→ **To do**: Give only the number of lines in the records below that contain the word "rooftop".

Saved entries
:::::

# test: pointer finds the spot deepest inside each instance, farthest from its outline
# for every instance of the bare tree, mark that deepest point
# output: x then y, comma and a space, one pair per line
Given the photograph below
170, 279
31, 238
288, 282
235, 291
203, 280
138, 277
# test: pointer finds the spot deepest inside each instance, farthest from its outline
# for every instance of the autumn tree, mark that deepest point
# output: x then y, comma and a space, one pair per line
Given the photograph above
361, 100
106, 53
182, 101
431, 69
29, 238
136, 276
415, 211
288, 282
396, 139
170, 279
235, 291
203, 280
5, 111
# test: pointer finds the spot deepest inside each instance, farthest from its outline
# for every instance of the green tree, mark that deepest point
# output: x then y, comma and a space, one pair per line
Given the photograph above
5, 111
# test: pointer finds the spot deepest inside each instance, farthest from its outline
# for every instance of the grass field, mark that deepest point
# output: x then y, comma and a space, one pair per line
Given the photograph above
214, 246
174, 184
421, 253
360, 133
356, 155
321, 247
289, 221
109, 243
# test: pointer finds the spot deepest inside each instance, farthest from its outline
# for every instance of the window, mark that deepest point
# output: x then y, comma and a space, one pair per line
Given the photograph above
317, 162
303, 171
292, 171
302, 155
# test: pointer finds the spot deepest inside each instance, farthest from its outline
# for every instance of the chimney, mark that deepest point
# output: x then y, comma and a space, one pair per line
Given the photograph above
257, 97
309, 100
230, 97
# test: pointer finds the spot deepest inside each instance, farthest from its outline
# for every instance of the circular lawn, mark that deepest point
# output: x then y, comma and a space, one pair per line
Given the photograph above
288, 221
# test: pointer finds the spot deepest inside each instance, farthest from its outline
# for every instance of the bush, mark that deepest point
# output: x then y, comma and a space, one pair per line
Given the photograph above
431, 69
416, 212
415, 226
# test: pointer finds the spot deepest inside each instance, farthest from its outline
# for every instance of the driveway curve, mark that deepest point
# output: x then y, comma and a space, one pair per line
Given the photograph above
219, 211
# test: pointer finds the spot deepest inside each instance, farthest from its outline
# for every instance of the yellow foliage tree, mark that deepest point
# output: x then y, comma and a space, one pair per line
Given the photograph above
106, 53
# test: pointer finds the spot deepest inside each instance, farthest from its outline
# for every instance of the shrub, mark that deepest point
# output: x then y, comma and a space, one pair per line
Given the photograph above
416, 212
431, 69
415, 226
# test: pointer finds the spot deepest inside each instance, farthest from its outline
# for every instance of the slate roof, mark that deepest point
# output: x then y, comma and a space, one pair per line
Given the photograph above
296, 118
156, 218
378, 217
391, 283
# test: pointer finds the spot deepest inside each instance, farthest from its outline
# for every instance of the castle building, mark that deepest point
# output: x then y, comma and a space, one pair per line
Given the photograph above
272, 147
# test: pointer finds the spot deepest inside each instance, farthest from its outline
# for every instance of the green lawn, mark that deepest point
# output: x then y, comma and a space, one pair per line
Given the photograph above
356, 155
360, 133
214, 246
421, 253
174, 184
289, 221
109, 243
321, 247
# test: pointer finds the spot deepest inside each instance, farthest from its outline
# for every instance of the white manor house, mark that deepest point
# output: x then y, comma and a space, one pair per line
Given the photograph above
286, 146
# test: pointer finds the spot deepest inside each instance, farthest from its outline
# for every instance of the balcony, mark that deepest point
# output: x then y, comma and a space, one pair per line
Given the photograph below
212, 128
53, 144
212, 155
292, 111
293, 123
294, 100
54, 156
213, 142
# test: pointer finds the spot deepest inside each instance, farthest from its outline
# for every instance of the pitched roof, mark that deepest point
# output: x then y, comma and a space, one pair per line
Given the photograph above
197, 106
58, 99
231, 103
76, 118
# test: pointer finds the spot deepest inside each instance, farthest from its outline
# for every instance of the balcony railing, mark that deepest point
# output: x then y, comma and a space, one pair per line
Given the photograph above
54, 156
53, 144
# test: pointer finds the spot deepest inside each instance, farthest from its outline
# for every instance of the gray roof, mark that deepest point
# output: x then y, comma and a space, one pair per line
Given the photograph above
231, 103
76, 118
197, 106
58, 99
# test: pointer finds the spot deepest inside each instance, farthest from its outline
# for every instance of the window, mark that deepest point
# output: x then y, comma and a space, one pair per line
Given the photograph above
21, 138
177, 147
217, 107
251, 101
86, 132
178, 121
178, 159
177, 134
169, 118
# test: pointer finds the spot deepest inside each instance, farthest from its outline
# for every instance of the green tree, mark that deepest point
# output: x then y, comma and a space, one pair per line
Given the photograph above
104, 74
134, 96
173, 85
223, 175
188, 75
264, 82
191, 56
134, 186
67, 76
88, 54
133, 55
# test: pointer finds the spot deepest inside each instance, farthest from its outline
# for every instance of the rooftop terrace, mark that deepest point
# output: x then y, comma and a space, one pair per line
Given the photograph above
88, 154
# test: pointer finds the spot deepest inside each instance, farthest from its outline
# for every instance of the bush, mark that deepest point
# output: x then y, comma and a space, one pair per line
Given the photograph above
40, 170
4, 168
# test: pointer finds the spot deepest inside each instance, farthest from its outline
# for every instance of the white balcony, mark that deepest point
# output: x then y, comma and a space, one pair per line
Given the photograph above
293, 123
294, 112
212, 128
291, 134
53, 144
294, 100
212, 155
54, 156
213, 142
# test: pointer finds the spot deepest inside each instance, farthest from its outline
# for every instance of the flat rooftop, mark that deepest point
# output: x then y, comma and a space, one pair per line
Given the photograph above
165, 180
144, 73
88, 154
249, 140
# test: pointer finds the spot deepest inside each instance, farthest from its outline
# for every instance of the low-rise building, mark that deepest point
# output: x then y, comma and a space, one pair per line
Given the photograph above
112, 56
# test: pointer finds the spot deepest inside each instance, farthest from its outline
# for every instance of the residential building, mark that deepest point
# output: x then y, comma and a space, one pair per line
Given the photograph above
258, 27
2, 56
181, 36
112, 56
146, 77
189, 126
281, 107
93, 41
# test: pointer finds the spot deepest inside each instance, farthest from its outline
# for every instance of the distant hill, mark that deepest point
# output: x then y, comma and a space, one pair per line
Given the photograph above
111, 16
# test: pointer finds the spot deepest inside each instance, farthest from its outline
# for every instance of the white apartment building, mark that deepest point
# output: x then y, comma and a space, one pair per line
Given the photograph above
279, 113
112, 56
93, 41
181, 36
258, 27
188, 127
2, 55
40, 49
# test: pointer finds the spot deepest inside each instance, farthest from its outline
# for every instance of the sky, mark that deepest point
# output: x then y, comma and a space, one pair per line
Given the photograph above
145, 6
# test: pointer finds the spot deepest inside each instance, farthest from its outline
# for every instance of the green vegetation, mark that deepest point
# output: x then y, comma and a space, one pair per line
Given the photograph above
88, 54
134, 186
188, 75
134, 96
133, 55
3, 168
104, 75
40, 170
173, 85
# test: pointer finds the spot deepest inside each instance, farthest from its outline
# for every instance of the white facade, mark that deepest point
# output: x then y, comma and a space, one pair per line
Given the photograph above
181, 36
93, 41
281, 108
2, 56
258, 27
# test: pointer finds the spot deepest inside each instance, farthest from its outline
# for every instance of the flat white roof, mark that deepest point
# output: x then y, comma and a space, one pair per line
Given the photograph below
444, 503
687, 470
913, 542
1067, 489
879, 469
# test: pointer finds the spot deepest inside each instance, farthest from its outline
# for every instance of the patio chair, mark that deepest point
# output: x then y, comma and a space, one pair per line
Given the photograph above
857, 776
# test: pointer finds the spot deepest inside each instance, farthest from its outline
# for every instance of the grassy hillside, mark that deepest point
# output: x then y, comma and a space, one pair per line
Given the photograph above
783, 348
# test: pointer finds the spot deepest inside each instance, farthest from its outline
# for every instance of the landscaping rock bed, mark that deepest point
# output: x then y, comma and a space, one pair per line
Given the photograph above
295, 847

:::::

→ **Result**: 2